Short exercise: List every line below that contains the word "grass", copying each such line in full. Case counts.

Data extract:
· · ·

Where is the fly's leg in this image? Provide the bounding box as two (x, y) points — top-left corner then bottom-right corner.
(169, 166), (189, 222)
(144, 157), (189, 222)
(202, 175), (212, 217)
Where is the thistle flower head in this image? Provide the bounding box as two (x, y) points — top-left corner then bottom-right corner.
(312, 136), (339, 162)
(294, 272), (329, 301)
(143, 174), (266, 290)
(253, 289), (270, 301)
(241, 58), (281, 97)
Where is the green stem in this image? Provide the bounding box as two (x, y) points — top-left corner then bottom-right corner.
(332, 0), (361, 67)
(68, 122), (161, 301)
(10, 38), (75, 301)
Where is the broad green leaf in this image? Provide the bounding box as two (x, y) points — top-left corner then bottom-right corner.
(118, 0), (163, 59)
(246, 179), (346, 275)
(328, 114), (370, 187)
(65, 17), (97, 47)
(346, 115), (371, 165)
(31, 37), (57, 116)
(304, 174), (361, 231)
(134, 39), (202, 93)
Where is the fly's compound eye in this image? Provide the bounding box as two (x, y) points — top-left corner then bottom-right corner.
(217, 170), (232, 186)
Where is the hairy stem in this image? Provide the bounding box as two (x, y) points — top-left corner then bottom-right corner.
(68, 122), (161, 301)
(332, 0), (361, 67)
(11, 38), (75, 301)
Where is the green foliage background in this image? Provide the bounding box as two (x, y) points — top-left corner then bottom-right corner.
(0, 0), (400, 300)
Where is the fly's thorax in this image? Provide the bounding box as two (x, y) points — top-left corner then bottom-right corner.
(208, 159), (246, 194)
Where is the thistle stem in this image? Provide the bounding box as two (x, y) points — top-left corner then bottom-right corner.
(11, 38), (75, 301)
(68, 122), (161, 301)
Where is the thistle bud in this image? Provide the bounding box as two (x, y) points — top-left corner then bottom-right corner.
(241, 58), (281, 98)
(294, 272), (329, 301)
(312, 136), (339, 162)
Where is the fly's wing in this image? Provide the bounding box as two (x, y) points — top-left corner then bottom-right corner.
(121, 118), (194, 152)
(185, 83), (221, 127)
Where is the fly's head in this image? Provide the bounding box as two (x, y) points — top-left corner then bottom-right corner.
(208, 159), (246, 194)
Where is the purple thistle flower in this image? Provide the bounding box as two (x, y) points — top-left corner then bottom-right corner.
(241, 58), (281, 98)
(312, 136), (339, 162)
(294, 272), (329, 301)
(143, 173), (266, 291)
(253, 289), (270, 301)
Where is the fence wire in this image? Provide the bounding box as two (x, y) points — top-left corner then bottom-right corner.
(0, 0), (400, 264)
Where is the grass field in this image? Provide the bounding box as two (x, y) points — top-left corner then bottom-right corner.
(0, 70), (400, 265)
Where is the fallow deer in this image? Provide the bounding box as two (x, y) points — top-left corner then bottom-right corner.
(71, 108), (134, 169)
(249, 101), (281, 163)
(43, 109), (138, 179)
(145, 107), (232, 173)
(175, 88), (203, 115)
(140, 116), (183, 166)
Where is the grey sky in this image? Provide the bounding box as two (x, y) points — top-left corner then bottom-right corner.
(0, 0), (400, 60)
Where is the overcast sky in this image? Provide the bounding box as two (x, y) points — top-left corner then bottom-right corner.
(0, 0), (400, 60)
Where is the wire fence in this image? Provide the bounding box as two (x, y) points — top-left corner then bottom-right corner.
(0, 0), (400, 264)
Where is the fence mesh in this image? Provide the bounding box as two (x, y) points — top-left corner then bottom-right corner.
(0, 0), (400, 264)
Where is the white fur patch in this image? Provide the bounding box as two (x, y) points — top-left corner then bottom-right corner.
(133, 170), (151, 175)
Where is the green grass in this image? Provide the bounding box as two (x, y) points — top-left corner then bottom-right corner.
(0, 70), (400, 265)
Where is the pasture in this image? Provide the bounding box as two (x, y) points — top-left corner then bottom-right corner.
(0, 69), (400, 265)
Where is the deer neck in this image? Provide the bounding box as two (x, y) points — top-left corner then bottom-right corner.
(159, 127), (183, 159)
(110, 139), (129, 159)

· · ·

Reply:
Where is the grass field in this image? Provide the bounding box as two (x, y) points — top-left corner then bottom-right corner.
Where is the green grass in this image? Provide the bounding box as two (x, y) points — top-left corner then bottom-right corner.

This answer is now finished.